## REQUIRED WORK
All entries must be given again in full, exactly as they were supplied.

## INFORMATION SUPPLIED
______________________________
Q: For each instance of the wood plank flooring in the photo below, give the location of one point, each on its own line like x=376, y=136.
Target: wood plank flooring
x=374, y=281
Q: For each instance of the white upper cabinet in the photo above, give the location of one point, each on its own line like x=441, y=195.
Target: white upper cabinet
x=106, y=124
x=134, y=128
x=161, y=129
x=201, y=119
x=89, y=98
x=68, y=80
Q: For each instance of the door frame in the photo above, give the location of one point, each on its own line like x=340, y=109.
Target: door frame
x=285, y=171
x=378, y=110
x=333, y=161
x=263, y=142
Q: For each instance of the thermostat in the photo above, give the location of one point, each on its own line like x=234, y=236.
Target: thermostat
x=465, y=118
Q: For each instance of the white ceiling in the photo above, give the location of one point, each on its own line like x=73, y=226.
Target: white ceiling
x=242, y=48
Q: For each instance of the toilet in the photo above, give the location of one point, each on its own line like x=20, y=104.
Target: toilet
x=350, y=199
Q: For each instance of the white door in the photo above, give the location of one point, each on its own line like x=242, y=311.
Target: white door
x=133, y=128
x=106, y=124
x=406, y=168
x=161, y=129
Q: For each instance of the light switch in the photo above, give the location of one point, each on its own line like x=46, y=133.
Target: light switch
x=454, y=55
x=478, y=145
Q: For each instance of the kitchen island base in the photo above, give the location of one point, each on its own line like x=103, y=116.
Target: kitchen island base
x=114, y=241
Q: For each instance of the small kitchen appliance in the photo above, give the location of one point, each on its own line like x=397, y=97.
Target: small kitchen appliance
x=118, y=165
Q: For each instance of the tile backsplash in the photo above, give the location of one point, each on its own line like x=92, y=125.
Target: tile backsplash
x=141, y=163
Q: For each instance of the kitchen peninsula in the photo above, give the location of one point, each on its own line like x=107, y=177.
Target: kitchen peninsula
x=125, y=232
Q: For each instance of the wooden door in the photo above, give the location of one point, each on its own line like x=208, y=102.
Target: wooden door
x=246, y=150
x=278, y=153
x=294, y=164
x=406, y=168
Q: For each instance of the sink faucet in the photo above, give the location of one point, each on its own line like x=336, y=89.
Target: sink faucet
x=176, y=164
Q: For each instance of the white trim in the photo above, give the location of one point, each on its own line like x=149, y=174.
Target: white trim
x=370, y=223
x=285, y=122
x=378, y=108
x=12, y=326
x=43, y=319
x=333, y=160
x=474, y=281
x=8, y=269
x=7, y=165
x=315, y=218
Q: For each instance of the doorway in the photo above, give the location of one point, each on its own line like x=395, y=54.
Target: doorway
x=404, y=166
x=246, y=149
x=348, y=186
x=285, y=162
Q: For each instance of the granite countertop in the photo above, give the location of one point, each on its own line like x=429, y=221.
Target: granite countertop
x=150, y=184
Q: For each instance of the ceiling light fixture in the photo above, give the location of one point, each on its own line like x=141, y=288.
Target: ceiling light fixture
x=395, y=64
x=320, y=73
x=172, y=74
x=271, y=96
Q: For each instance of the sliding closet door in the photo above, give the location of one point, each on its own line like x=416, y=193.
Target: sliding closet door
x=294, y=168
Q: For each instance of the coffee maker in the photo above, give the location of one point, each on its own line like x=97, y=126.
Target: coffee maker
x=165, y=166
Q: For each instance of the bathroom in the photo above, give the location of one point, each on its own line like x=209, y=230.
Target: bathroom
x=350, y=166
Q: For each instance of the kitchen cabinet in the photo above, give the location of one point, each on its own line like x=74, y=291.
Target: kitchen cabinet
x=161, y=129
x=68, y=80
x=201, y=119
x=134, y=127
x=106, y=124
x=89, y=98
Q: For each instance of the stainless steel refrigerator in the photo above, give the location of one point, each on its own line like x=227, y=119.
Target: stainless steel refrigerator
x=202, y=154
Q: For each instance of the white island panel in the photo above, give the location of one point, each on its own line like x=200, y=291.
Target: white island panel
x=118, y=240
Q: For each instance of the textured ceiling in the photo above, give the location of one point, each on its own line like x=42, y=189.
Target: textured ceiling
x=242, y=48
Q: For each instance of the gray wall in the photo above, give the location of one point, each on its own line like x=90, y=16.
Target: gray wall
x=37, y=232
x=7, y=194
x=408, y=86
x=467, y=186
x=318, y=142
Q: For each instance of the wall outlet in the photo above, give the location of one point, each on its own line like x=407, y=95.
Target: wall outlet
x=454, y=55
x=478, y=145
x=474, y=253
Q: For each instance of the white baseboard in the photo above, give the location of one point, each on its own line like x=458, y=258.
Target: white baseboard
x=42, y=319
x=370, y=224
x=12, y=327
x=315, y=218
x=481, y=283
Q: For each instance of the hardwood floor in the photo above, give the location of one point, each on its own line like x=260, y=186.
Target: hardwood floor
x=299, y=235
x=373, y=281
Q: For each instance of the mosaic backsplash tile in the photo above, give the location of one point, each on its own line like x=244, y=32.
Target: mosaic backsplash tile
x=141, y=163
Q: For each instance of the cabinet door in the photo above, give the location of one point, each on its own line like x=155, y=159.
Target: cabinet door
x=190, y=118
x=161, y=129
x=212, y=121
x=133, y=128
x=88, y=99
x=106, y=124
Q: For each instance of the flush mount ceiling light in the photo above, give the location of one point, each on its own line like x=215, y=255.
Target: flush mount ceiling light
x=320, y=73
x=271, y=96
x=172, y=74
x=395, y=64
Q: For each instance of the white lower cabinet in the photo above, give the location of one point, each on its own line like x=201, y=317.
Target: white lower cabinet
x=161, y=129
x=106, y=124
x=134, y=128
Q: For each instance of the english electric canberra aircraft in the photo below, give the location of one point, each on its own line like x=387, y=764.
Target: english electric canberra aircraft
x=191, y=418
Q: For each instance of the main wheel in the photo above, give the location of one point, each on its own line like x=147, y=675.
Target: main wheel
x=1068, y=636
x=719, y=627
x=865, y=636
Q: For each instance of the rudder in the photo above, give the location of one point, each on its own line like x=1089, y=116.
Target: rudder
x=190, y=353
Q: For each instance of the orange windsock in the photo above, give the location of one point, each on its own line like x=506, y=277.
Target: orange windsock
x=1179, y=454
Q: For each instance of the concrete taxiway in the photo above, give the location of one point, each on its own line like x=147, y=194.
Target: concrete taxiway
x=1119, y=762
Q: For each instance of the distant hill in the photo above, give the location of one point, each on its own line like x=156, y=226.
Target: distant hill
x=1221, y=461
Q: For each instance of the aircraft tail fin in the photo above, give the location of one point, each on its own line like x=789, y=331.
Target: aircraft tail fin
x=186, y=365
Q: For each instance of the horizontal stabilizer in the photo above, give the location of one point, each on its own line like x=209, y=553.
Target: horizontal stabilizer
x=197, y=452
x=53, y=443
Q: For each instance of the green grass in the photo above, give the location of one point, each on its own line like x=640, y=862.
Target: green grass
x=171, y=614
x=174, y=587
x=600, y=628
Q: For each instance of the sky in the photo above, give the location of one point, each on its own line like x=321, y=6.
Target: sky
______________________________
## PROBLEM SOLUTION
Q: For each instance of the wood plank flooring in the photo below, give the location of one point, each on its own line like x=376, y=136.
Target: wood plank flooring
x=374, y=281
Q: For each instance of the white upper cabinet in the photo above, give the location of one point, each on its own line like x=441, y=195.
Target: white upper cabinet
x=106, y=124
x=134, y=128
x=161, y=129
x=201, y=119
x=89, y=98
x=68, y=80
Q: For each instance of the door frame in the photo above, give the location of one point, each on its own line like x=340, y=109.
Target: door frame
x=285, y=171
x=378, y=110
x=333, y=161
x=263, y=142
Q: For each instance of the thermostat in the photo above, give the location of one point, each on its own line like x=234, y=236.
Target: thermostat
x=465, y=118
Q: For each instance of the white ceiling in the photo above, give the location of one point, each on its own line like x=73, y=226.
Target: white ceiling
x=242, y=48
Q: For each instance of the toilet in the photo above, give the location of one point, each on its own line like x=20, y=104.
Target: toilet
x=350, y=199
Q: For each instance of the white door in the photo above, give the location of one point, each on its own line like x=242, y=311.
Target: white door
x=133, y=128
x=106, y=124
x=406, y=168
x=161, y=129
Q: For each instance of the light switch in the photo above, give the location of one point, each on its own line like x=46, y=133.
Target: light switch
x=454, y=55
x=478, y=145
Q: For each instance of the kitchen island base in the photo above, give the location of one point, each on its own line like x=103, y=116.
Target: kitchen island base
x=114, y=241
Q: For each instance of the small kitchen appliance in the photo above, give the location of one point, each on its own line like x=397, y=97.
Target: small kitchen appliance
x=118, y=165
Q: For each instance of the tile backsplash in the photo above, give the location of one point, each on its own line like x=92, y=125.
Target: tile backsplash
x=141, y=163
Q: For each instance of the kitchen peninsula in the photo above, give the location of one point, each on its own line like x=107, y=177.
Target: kitchen peninsula
x=125, y=232
Q: For each instance of the wooden door in the photo above, give the location of one point, each on its own line like x=208, y=102.
Target: wooden door
x=246, y=150
x=278, y=153
x=294, y=164
x=406, y=168
Q: For each instance of the sink faucet in the photo above, give the location of one point, each on its own line like x=336, y=89.
Target: sink faucet
x=176, y=164
Q: For each instance of the white trim in the photo above, give the location of one point, each on its own line like x=149, y=174.
Target: white trim
x=370, y=223
x=285, y=122
x=378, y=108
x=12, y=326
x=43, y=319
x=333, y=160
x=474, y=281
x=8, y=269
x=7, y=165
x=315, y=218
Q: For each instance of the doorway in the photo above, give the location of one point, each on its own line like x=395, y=54.
Target: doorway
x=404, y=166
x=246, y=149
x=348, y=186
x=285, y=162
Q: For each instance of the granite countertop in the photo above, give the location of one point, each on its own line like x=429, y=221.
Target: granite countertop
x=150, y=184
Q: For each instance of the ceiling light fixture in the photo above, give the location of one point, each on its own line like x=141, y=288.
Target: ceiling light fixture
x=395, y=64
x=320, y=73
x=172, y=74
x=271, y=96
Q: For each instance of the sliding closet door in the photo above, give the location of one point, each on its own line like x=416, y=193.
Target: sliding closet door
x=294, y=168
Q: For each instance of the coffee maker in the photo above, give the location of one point, each on its own line like x=97, y=126.
Target: coffee maker
x=165, y=166
Q: For each instance of the bathroom in the photo above, give the location of one point, each on its own line like x=209, y=230.
Target: bathroom
x=350, y=166
Q: For each instance of the kitchen cabinet in the photo above, give the location of one point, each on its own line like x=74, y=291.
Target: kitchen cabinet
x=161, y=129
x=68, y=80
x=201, y=119
x=134, y=127
x=106, y=124
x=89, y=98
Q: For each instance of the stainless steel refrigerator in the photo above, give the location of one point, each on its own line like x=227, y=119.
Target: stainless steel refrigerator
x=202, y=154
Q: For each instance of the white island panel in the photo above, give the location of one point, each on its own line like x=200, y=291.
Target: white island panel
x=118, y=240
Q: For each instance of the textured ceiling in the photo above, give the location of one point, each on its own line like x=42, y=189.
Target: textured ceiling
x=242, y=48
Q: For each instance of the gray wall in the photo above, give the location of one point, each on its own line like x=90, y=16.
Target: gray wall
x=37, y=232
x=7, y=194
x=408, y=86
x=467, y=186
x=318, y=142
Q: For each instance of the wall outlet in the photo above, give the location of one point, each on its own line like x=407, y=95.
Target: wall outlet
x=454, y=55
x=478, y=145
x=474, y=253
Q: For each instance of the white baseboard in the photo above, give the location of one point, each on its own line like x=458, y=258.
Target: white baseboard
x=42, y=319
x=370, y=224
x=12, y=327
x=315, y=218
x=481, y=283
Q: For each instance of the hardwood floor in the photo above, give the location of one point, each on its own line like x=260, y=186.
Target: hardwood floor
x=299, y=235
x=373, y=281
Q: For each instance of the mosaic backsplash tile in the photo above, give the location of one point, each on its own line like x=244, y=32.
Target: mosaic backsplash tile
x=141, y=163
Q: For each instance of the cabinet door in the photo above, give the location of one point, each on its own line like x=155, y=159.
Target: cabinet door
x=190, y=118
x=161, y=129
x=212, y=121
x=133, y=128
x=88, y=99
x=106, y=124
Q: For each instance of the flush mount ceiling light in the photo above, give the location of one point, each on its own line like x=215, y=255.
Target: flush mount ceiling light
x=320, y=73
x=271, y=96
x=172, y=74
x=395, y=64
Q: For each instance of the white lower cabinet in the photo above, give the location of one point, each on its own line like x=201, y=317.
Target: white lower cabinet
x=161, y=129
x=106, y=124
x=134, y=128
Q: For each instance of the english electric canberra aircraft in the photo below, give the location of one point, each on its own line like x=387, y=764.
Target: english electric canberra aircraft
x=191, y=418
Q: For each instance of the main wheel in the photo above, give the location of one point, each on its own line like x=147, y=675.
Target: main wheel
x=1068, y=636
x=719, y=627
x=865, y=636
Q: For each instance of the rudder in the photo above, give the location of one point, each on its own line like x=1089, y=116.
Target: rudder
x=190, y=353
Q: For each instance of the orange windsock in the photo above, give the location of one point, each on its own line like x=506, y=277.
Target: orange windsock
x=1179, y=454
Q: For each instance of the concrete taxiway in the photo above, give the location of one point, each on its own line like x=147, y=194.
Target: concrete taxiway
x=1119, y=762
Q: For each instance of the distant hill in the photo above, give the location of one point, each on its own line like x=156, y=226.
Target: distant hill
x=1221, y=461
Q: For each instance of the aircraft tail fin in the photo above, give the location of one point, each on its own line like x=789, y=331.
Target: aircraft tail fin
x=186, y=365
Q: For each instance of the horizontal stabilizer in the photo above, give the location of one point, each on its own line like x=209, y=553.
Target: horizontal stabilizer
x=197, y=452
x=53, y=443
Q: For each instance of the green grass in the photo above, give the location of one point, each on its own line like x=640, y=862.
Target: green grass
x=171, y=614
x=174, y=587
x=600, y=628
Q: For each instance of the sky in the photo above, give the location of one point, each on its own line like x=321, y=6.
Target: sky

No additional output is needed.